● TASK TO CARRY OUT:
Beginning with the first line, please repeat the entries exactly and end on the line that contains "The component shall point out each instance of the wispy".

● DATA TO PROCESS:
*** Block opens ***

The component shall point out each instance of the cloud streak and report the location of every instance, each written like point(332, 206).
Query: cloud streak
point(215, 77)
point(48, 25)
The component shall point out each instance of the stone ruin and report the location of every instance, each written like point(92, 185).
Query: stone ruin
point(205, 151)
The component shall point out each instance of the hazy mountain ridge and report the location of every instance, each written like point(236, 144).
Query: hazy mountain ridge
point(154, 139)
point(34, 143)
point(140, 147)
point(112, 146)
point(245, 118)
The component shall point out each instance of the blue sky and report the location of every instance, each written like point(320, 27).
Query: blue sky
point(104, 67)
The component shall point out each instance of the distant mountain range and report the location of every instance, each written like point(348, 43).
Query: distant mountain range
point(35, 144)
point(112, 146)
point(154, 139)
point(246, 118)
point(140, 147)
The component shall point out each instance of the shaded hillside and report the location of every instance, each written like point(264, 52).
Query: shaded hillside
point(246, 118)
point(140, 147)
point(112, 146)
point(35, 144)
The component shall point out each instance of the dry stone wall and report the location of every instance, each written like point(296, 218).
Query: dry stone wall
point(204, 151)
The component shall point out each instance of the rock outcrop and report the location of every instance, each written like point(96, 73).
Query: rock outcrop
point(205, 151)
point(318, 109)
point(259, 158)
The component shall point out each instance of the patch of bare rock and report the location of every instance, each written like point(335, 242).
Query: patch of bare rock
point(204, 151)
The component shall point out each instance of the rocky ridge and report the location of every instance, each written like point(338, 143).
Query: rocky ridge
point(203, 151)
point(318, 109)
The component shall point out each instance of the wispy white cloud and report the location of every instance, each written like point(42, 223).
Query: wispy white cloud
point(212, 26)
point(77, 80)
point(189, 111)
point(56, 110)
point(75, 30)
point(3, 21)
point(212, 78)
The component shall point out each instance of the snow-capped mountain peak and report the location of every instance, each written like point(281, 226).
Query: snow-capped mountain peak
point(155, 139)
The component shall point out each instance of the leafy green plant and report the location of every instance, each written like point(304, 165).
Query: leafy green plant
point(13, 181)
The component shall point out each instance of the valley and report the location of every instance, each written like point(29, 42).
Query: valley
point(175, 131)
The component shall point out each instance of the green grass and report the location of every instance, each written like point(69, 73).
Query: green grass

*** Block closes ***

● ANSWER TO THE PROBLEM:
The component shall point out each instance of the cloud streak and report the location of every instance, each written like point(332, 206).
Query: cloud streak
point(215, 77)
point(48, 25)
The component shall point out each instance of the stone ruin and report the location of every instance, each written like point(92, 185).
Query: stone ruin
point(205, 151)
The component shall point out each instance of the hazy mountain ridge and report the location of every instance, each written like point(236, 144).
Query: hazy mountain ridge
point(154, 139)
point(34, 143)
point(140, 147)
point(112, 146)
point(245, 118)
The component shall point out each instance of the blue sky and report the location of every instance, each written like point(320, 27).
Query: blue sky
point(104, 67)
The component shall point out each instance of the distant mountain range and report the location of every instance, each written like point(348, 43).
Query: distant mountain range
point(35, 144)
point(112, 146)
point(154, 139)
point(246, 118)
point(140, 147)
The component shall point out each instance of the shaded hillside and report the location of every instance, each written like point(264, 52).
Query: shaded hillside
point(246, 118)
point(140, 147)
point(112, 146)
point(35, 144)
The component shall point out each instance of the dry stone wall and report the location of every instance, each written like point(296, 218).
Query: dry stone wall
point(204, 151)
The component shall point out each instance of the rock outcrop and report the location of every instance, each written like point(96, 73).
Query: rock outcrop
point(205, 151)
point(318, 109)
point(259, 158)
The component shall point out each instance of the patch of bare rock and report the location of every instance, each written like point(335, 242).
Query: patch of bare rock
point(204, 151)
The component shall point out each instance of the rocky ridge and report the location of every instance, each written like point(338, 143).
Query: rocky ridge
point(203, 151)
point(318, 109)
The component shall point out each instance of the wispy white cloud and report the location of every instance, each written like point(42, 223).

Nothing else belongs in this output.